■ Exercise brief
Do not include the pictures; repeat the rest of the data exactly.

(Information given)

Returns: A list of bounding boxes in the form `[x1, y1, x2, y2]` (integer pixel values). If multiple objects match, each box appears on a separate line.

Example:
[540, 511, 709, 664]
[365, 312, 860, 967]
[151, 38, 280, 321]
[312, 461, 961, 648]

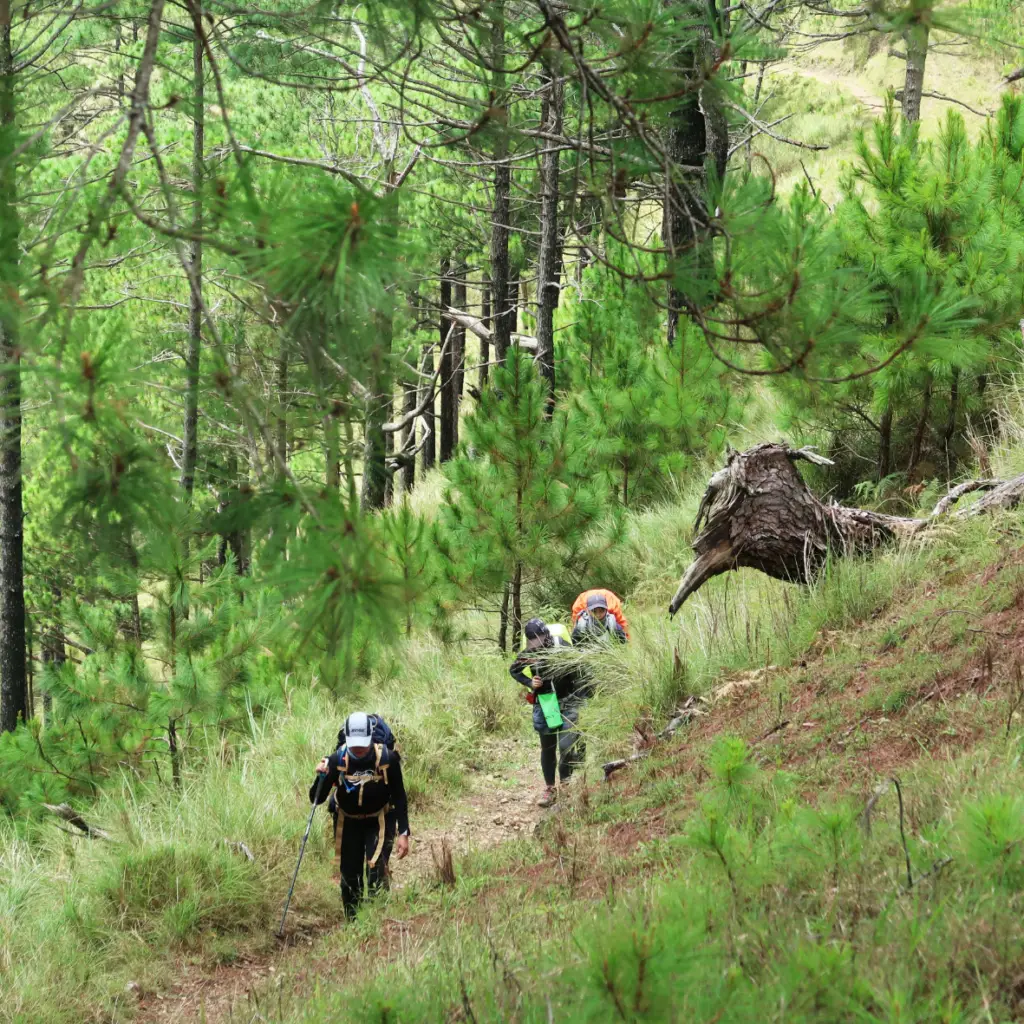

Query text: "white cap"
[344, 712, 373, 750]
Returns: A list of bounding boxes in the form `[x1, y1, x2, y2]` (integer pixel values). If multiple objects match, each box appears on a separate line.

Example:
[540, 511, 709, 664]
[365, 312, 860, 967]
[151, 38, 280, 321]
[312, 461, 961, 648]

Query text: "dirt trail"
[135, 740, 546, 1024]
[784, 63, 886, 113]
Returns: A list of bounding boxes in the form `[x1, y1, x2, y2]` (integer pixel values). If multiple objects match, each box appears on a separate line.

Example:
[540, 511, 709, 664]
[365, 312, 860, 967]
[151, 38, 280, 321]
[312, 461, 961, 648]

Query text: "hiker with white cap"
[510, 618, 594, 807]
[311, 712, 410, 917]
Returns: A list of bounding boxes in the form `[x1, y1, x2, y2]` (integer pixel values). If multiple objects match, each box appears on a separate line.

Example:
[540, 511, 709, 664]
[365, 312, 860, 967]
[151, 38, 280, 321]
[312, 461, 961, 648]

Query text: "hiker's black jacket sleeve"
[389, 753, 411, 835]
[509, 651, 535, 688]
[309, 751, 341, 804]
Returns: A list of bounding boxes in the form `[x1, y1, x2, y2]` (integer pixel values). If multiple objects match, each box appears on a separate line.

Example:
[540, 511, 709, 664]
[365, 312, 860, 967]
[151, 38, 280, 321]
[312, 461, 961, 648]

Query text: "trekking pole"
[277, 769, 327, 939]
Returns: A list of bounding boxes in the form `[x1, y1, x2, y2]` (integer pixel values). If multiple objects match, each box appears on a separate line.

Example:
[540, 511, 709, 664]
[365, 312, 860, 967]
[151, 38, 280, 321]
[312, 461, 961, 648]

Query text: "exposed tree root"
[669, 443, 1024, 615]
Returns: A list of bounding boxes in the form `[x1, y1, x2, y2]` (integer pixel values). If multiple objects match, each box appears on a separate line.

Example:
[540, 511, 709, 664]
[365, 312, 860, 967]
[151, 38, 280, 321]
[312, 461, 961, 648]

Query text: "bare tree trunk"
[670, 442, 1024, 615]
[421, 342, 435, 471]
[479, 286, 491, 391]
[901, 20, 929, 124]
[400, 375, 416, 494]
[490, 6, 512, 369]
[663, 7, 722, 346]
[511, 560, 523, 648]
[907, 373, 932, 478]
[536, 72, 563, 417]
[41, 585, 64, 720]
[508, 272, 520, 337]
[439, 256, 456, 462]
[383, 396, 395, 507]
[0, 1, 26, 732]
[943, 367, 960, 476]
[360, 313, 392, 511]
[453, 260, 466, 445]
[274, 339, 288, 475]
[180, 0, 204, 500]
[498, 579, 510, 652]
[878, 403, 893, 481]
[669, 444, 926, 615]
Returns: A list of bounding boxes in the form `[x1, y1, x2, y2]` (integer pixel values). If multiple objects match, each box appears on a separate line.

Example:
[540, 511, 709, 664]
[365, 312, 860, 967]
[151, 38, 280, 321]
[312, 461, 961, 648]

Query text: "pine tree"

(End Information given)

■ Solved problem
Returns: A list of bounding boxes in the form `[x1, y1, x2, y2]` (integer pixel values). If multiple objects match, each box appears on a separate line.

Example:
[540, 511, 709, 664]
[365, 312, 860, 967]
[151, 38, 280, 321]
[312, 461, 961, 648]


Query text: "white cap"
[344, 712, 373, 750]
Returns: A list of bounding boxes in the form `[x1, y1, x2, y2]` (integer pixel values). If multiple objects match, each box appears on a separate line.

Example:
[540, 511, 709, 664]
[365, 312, 860, 967]
[151, 38, 280, 321]
[312, 461, 961, 648]

Query text: "dirt trail"
[135, 740, 546, 1024]
[784, 63, 886, 113]
Returns: A list of bounding boxes in the form `[x1, y1, x2, y2]` (integer pixel values). If multiple objects match, each box appears on a separate line.

Example:
[540, 511, 709, 664]
[365, 312, 860, 967]
[151, 38, 280, 321]
[312, 461, 961, 648]

Query text: "hiker with white cap"
[510, 618, 594, 807]
[311, 712, 410, 917]
Returns: A list of bounding boxes in the form `[x1, y1, x2, y2]` (integer pixel values). If multiple objects match, each box appears on a separate line.

Example:
[540, 511, 709, 664]
[365, 312, 860, 967]
[151, 38, 280, 321]
[312, 461, 961, 648]

Query text: "hiker's black jacket sleeve"
[389, 753, 411, 835]
[509, 651, 535, 688]
[309, 751, 341, 804]
Returns: A list of bounding boxes in the form `[x1, y1, x2, y2]` (integer pixel values). If multiple objects match, each box appears on a separate line.

Example:
[540, 511, 709, 664]
[365, 312, 860, 967]
[151, 38, 280, 321]
[312, 461, 961, 648]

Query text: "trekking pole"
[277, 769, 327, 939]
Returns: A list of bounding boxes in the form `[x1, y1, x2, y2]` (integer pixel values). If multiple objects match, each box appears on a separate line.

Example:
[540, 511, 709, 664]
[365, 312, 860, 967]
[151, 38, 280, 321]
[312, 461, 961, 648]

Query text: "exposed tree root"
[669, 443, 1024, 615]
Returns: A list of bounding boxes in the form `[x1, y1, x2, y2]` (integer pixel values). If multiple objects match, each box appears on a separate line.

Example:
[540, 511, 709, 664]
[365, 312, 860, 967]
[151, 38, 280, 321]
[312, 461, 961, 648]

Query text: "bare tree trunk"
[670, 442, 1024, 615]
[421, 342, 435, 471]
[479, 286, 491, 391]
[901, 20, 929, 124]
[400, 375, 416, 494]
[490, 6, 512, 369]
[663, 7, 722, 346]
[511, 560, 523, 648]
[907, 373, 932, 478]
[536, 72, 563, 417]
[41, 585, 64, 720]
[508, 272, 520, 337]
[439, 256, 456, 462]
[383, 396, 395, 507]
[0, 1, 26, 732]
[943, 367, 960, 476]
[360, 313, 392, 511]
[453, 260, 466, 445]
[274, 339, 288, 475]
[180, 0, 204, 500]
[498, 579, 510, 652]
[878, 403, 893, 481]
[669, 444, 926, 615]
Returns: A list of bounding boxes in the form `[x1, y1, x2, y2]` (integer pixel values). If multiple objects match, each box appears on a separate line.

Example:
[540, 511, 709, 664]
[365, 312, 860, 967]
[151, 38, 280, 321]
[312, 461, 961, 648]

Query text: "pine tree"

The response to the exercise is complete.